Annotated coordinate records:
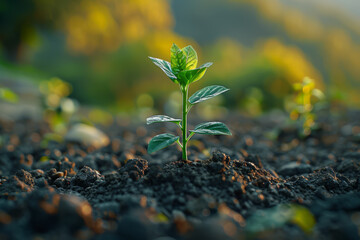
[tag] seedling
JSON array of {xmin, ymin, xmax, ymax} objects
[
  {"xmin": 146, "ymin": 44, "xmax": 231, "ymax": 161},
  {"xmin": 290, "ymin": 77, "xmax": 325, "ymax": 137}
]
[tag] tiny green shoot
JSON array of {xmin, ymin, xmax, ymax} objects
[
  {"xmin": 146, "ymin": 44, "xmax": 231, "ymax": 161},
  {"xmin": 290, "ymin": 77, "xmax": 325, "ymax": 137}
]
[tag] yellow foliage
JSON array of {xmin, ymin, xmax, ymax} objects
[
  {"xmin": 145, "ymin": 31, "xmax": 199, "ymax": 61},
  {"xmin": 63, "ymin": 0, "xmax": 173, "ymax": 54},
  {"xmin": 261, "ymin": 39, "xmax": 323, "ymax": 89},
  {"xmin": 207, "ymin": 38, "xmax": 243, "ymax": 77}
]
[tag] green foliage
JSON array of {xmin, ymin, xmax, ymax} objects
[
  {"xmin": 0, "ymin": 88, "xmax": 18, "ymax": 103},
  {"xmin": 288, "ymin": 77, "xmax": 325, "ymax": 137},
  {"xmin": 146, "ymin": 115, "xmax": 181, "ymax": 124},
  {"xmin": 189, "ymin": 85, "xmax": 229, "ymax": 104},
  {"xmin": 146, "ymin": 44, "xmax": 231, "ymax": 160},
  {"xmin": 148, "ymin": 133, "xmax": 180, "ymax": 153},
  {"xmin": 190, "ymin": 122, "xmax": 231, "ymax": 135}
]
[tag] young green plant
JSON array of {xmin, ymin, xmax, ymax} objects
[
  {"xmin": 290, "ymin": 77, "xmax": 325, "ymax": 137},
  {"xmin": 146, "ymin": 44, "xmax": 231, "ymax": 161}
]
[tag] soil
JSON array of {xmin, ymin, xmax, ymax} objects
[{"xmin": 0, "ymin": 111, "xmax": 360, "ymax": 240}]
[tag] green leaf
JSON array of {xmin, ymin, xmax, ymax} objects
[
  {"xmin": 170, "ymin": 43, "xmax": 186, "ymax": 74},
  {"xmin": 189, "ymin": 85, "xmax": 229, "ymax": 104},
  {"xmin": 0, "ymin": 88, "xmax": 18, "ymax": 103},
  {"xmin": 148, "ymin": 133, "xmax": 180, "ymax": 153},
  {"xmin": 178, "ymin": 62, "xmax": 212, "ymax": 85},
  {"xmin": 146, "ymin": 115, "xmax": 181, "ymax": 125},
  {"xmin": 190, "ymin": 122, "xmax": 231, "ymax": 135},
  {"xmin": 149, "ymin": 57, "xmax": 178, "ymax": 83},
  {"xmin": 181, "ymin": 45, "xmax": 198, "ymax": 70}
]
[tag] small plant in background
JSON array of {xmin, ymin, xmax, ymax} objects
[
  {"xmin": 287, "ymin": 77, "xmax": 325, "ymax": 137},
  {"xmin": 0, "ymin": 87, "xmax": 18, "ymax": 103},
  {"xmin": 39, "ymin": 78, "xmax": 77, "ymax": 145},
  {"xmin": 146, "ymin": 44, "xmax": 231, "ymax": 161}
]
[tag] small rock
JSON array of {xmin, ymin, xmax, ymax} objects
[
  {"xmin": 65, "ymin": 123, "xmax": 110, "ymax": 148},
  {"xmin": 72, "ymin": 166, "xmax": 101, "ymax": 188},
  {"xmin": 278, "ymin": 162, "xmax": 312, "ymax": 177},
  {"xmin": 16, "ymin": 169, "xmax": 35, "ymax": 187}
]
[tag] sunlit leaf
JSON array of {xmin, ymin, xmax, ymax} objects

> **Task**: Copy out the lines unchanged, beginning at the line that contains "[tag] small rock" and ending with the last line above, both included.

> **Written answer**:
[tag] small rock
JSON array of {xmin, ymin, xmax, ymax} objects
[
  {"xmin": 65, "ymin": 123, "xmax": 110, "ymax": 148},
  {"xmin": 72, "ymin": 166, "xmax": 101, "ymax": 188},
  {"xmin": 278, "ymin": 162, "xmax": 312, "ymax": 177},
  {"xmin": 16, "ymin": 169, "xmax": 35, "ymax": 187}
]
[tag] sunlit leaf
JSON array of {xmin, ymin, xmax, ymax} objects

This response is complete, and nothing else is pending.